Your instructions
Change "set a point" to "place a marker" everywhere it occurs in the lines below, and keep every other part of the lines the same.
---- Items
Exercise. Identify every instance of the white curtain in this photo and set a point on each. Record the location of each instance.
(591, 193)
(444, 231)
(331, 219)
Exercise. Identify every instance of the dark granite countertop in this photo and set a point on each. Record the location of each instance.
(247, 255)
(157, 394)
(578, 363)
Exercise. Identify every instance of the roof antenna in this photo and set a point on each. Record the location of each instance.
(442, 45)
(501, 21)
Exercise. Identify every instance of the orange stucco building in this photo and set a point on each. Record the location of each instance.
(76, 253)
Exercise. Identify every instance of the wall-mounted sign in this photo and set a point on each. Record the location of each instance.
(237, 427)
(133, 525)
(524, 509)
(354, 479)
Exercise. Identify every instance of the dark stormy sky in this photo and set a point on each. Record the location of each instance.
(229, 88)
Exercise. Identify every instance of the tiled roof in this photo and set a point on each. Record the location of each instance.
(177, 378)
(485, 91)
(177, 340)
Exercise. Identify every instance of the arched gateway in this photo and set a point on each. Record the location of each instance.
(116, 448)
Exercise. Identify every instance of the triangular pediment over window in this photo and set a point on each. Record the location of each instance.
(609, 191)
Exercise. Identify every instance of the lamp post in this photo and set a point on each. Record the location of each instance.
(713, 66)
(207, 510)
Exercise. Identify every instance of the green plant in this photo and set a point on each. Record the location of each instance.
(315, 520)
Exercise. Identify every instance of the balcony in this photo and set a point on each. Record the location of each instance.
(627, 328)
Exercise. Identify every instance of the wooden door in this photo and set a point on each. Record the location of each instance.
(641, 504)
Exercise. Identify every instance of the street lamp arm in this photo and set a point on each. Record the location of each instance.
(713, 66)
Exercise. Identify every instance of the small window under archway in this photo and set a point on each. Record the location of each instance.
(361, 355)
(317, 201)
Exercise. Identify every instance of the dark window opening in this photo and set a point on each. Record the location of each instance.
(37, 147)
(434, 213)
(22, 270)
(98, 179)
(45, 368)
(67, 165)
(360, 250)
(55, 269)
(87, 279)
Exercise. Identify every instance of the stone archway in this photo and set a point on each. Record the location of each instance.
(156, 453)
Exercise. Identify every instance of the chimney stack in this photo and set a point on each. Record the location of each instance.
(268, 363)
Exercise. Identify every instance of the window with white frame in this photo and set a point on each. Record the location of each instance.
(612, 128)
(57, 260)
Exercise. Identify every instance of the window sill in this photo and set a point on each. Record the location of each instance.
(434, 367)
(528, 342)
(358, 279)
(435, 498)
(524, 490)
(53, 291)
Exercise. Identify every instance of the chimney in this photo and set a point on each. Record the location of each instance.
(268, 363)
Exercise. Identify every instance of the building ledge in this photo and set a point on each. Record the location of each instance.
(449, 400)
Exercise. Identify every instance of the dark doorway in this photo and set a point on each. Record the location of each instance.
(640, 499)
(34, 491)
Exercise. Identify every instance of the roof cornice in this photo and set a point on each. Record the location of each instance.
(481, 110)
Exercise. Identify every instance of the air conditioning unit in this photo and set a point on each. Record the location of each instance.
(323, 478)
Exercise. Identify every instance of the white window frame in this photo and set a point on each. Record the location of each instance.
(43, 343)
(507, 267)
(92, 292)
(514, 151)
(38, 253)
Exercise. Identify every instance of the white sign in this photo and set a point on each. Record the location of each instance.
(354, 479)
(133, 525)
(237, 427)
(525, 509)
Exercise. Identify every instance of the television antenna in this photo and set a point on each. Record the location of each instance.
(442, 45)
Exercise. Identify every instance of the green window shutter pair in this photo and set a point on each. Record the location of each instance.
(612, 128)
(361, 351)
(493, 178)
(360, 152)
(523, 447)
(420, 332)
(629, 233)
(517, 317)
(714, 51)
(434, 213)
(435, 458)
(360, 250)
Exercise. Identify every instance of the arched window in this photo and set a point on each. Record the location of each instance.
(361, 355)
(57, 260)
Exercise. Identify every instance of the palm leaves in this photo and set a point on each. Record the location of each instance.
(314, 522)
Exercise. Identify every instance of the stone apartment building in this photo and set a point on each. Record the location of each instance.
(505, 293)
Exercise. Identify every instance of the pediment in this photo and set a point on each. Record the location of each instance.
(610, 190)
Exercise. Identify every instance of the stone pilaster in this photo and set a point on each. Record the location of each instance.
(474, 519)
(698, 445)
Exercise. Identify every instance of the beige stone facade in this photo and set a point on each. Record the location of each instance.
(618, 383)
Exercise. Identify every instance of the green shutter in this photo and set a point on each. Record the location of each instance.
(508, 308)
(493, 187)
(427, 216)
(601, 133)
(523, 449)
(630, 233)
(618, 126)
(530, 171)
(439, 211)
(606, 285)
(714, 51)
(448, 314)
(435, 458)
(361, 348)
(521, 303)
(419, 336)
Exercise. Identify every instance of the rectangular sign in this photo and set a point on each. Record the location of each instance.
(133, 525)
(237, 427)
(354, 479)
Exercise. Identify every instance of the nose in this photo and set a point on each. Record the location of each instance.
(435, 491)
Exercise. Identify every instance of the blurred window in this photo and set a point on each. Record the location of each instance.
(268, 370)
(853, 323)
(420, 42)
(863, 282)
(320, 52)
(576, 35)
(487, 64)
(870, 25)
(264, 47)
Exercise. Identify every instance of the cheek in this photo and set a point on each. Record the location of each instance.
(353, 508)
--------
Answer to the task
Exercise. Identify every instance of the white curtain in this photo and place a marker on each. Record the location of each instance.
(591, 193)
(444, 231)
(331, 219)
Exercise. Identify every instance of the dark granite countertop in this photo and place a marker on each. Record the location of each instance.
(247, 255)
(157, 394)
(578, 363)
Exercise. Identify every instance of the roof antenna in this photo and place a marker on each. Record the location of each instance.
(442, 45)
(501, 21)
Exercise. Identify every instance of the orange stucco building in this photo and place a marker on each. Record the location of each instance.
(76, 253)
Exercise. Identify every instance of the wall-mounted sign in this photo and place a marker on each. Record the location of each instance.
(237, 427)
(133, 525)
(524, 509)
(354, 479)
Exercise. Identify every instance of the dark stormy sky in this photo and place a marker on each. Record the location of each instance.
(229, 88)
Exercise. Identify every instance of the tiled roof in this photo and place a marker on each. Record the location of each instance.
(177, 378)
(485, 91)
(177, 340)
Exercise. Identify every instance of the arched gateway in this photo and place a marker on each. Record the location of each instance.
(116, 448)
Exercise. Identify every instance of the triangular pediment over window in this photo and place a marker on each. Record the location of each instance.
(609, 191)
Exercise. Identify every instance of the lamp post in this photo and place a marker on each. Record the location of each instance.
(713, 66)
(207, 510)
Exercise. Identify every instance of the green plant in this photo and place a marker on each. Record the location of each instance.
(315, 520)
Exercise. Identify every instance of the balcony in this photo and place a marker on each. Record the location of each instance.
(627, 328)
Exercise. Identify every instance of the wooden door in this photo and place a marker on each. Record the location of each instance.
(641, 504)
Exercise. Identify every instance of the street lamp arm in this photo and place a marker on each. Record the location of each instance.
(713, 66)
Exercise. Identify every instance of the small window under archway in this photo and place a marker on each. Record the location of each instance.
(361, 355)
(317, 201)
Exercise. Identify every instance of the dark window opening in this photo and place a marker on each. Record the location of each instance.
(37, 147)
(434, 213)
(22, 270)
(98, 179)
(45, 368)
(67, 165)
(360, 250)
(55, 269)
(87, 279)
Exercise. Identify every instance of the stone archway in this photo and place a marker on each. Record the location of each instance.
(156, 453)
Exercise. Identify every instance of the chimney stack in this photo and place a marker on each. Record the location of each instance.
(268, 363)
Exercise. Identify every instance of the window with white frame in this photo and place a marker on each. Record the location of each instance.
(612, 128)
(57, 260)
Exercise. Identify every instance of the window sill in this photo and place a marker on each. Record the location of each instance.
(434, 367)
(528, 342)
(358, 279)
(435, 498)
(524, 490)
(53, 291)
Exercise. Identify every instance of the chimney in this photo and place a marker on each. Record the location of each instance.
(268, 363)
Exercise. Identify every instance of the building ledge in this photo and place a marker on each. Record the location of each instance.
(449, 400)
Exercise. Identify every instance of the dark doorway in this photo and place a marker on each. Record the location of each instance.
(640, 499)
(34, 491)
Exercise. Identify every instance of the roof cornice in this photo and place a marker on each. Record the location of each instance.
(481, 110)
Exercise. Identify every instance of the air conditioning unit in this photo and place a marker on each. Record the location of each instance.
(323, 478)
Exercise. Identify every instance of the white window frame in this photo and place a marker on each. Record the location of each instance.
(43, 343)
(507, 267)
(92, 292)
(514, 151)
(38, 253)
Exercise. Identify every instance of the white sign in this photo and place a marker on each. Record the location of each instance.
(354, 479)
(133, 525)
(237, 427)
(525, 509)
Exercise. Identify every instance of the television antenna in this photo and place a marker on each. Record the location of each instance.
(442, 45)
Exercise. Identify every instance of the green window shutter pair in this photo and place a marker on each. Record the location of each instance.
(612, 128)
(361, 351)
(493, 178)
(360, 152)
(523, 447)
(420, 332)
(629, 233)
(517, 317)
(714, 51)
(434, 213)
(435, 458)
(360, 250)
Exercise. Identify every instance of the arched window in this photo and place a marker on each. Record the location of each instance.
(361, 355)
(57, 260)
Exercise. Identify every instance of the palm leaves in this photo and place a marker on each. Record the location of each instance.
(314, 522)
Exercise. Identify every instance of the stone apartment building in this photo and place a marker on each. Record the location of each instance.
(505, 293)
Exercise. Identify every instance of the pediment in this photo and place a marker on each. Record the location of each instance.
(610, 190)
Exercise. Identify every instance of the stone pilaster in this photo and place a marker on each. Record the location of each instance.
(474, 519)
(698, 445)
Exercise. Identify every instance of the beige stone facade in this photo and place a marker on each. Record the location of each instance.
(618, 383)
Exercise. Identify every instance of the green shutter in this photo and place a marker on each. Record the location of each instance.
(508, 308)
(493, 187)
(427, 216)
(601, 133)
(523, 449)
(630, 233)
(618, 126)
(530, 171)
(439, 211)
(606, 285)
(714, 51)
(448, 314)
(435, 458)
(361, 348)
(521, 303)
(419, 336)
Exercise. Identify every instance of the rectangular sign in this photo and place a marker on each. Record the location of each instance.
(133, 525)
(237, 427)
(354, 479)
Exercise. Identify every instance of the nose in this photo and place a marker on each. Record the location of each instance.
(435, 491)
Exercise. Identify every instance of the blurred window in this photo and place a marker on each. Record the location of each instance.
(268, 370)
(853, 323)
(420, 42)
(863, 282)
(320, 52)
(576, 35)
(487, 64)
(870, 25)
(264, 47)
Exercise. Identify every instance of the cheek in this photo and place a marker on each. Record the location of each instance.
(353, 508)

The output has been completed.